DESCRIPTION OF THE TASK -
Every line of the data below must be output exactly, with images left out.

___ RECORDS FOR THE EXERCISE ___

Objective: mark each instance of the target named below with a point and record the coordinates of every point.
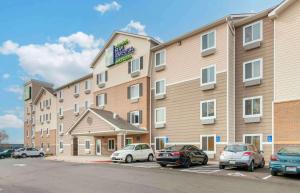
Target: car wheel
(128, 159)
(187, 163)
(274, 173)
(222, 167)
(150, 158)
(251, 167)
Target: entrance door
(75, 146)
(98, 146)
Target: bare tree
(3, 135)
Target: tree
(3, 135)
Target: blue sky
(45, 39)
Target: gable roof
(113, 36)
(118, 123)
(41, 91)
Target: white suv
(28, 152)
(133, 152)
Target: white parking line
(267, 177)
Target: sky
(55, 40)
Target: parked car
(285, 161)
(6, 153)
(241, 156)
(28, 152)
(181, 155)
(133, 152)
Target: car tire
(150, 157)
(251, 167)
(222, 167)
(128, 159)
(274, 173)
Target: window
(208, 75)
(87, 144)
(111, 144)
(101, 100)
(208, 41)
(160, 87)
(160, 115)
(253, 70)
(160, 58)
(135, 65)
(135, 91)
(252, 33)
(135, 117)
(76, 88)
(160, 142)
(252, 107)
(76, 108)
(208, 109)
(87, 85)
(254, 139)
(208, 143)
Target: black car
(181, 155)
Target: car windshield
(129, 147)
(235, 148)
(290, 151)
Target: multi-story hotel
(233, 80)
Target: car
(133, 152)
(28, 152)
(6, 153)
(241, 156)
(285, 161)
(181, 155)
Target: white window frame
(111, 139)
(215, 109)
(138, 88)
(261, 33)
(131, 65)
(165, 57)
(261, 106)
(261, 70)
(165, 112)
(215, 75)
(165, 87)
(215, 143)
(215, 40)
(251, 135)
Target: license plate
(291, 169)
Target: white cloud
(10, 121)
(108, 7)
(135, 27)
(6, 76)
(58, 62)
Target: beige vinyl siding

___

RESULT -
Objective: mark each instance of the target named below with a point and record the coordinates of every point.
Target: car wheel
(128, 159)
(187, 163)
(274, 173)
(222, 167)
(150, 158)
(251, 167)
Target: entrance door
(75, 146)
(98, 146)
Target: bare tree
(3, 135)
Target: tree
(3, 135)
Target: blue sky
(45, 39)
Target: gable roof
(113, 36)
(118, 123)
(41, 91)
Target: white suv
(28, 152)
(133, 152)
Target: white parking line
(267, 177)
Target: sky
(55, 40)
Target: parked car
(285, 161)
(6, 153)
(241, 156)
(28, 152)
(181, 155)
(133, 152)
Target: car tire
(150, 157)
(251, 167)
(222, 167)
(128, 159)
(274, 173)
Target: window
(208, 75)
(87, 144)
(111, 144)
(101, 100)
(208, 41)
(160, 87)
(160, 115)
(253, 70)
(160, 58)
(135, 65)
(135, 91)
(252, 33)
(135, 117)
(76, 88)
(160, 142)
(252, 107)
(76, 108)
(208, 109)
(87, 85)
(254, 139)
(208, 143)
Target: black car
(181, 155)
Target: car windshield
(129, 147)
(235, 148)
(290, 151)
Target: multi-story hotel
(233, 80)
Target: car
(133, 152)
(28, 152)
(6, 153)
(241, 156)
(285, 161)
(181, 155)
Target: white window frame
(111, 139)
(215, 109)
(138, 88)
(261, 33)
(131, 65)
(165, 57)
(261, 106)
(261, 70)
(165, 112)
(215, 75)
(165, 87)
(215, 143)
(215, 40)
(251, 135)
Target: license plate
(291, 169)
Target: white cloud
(10, 121)
(108, 7)
(135, 27)
(6, 76)
(58, 62)
Target: beige vinyl siding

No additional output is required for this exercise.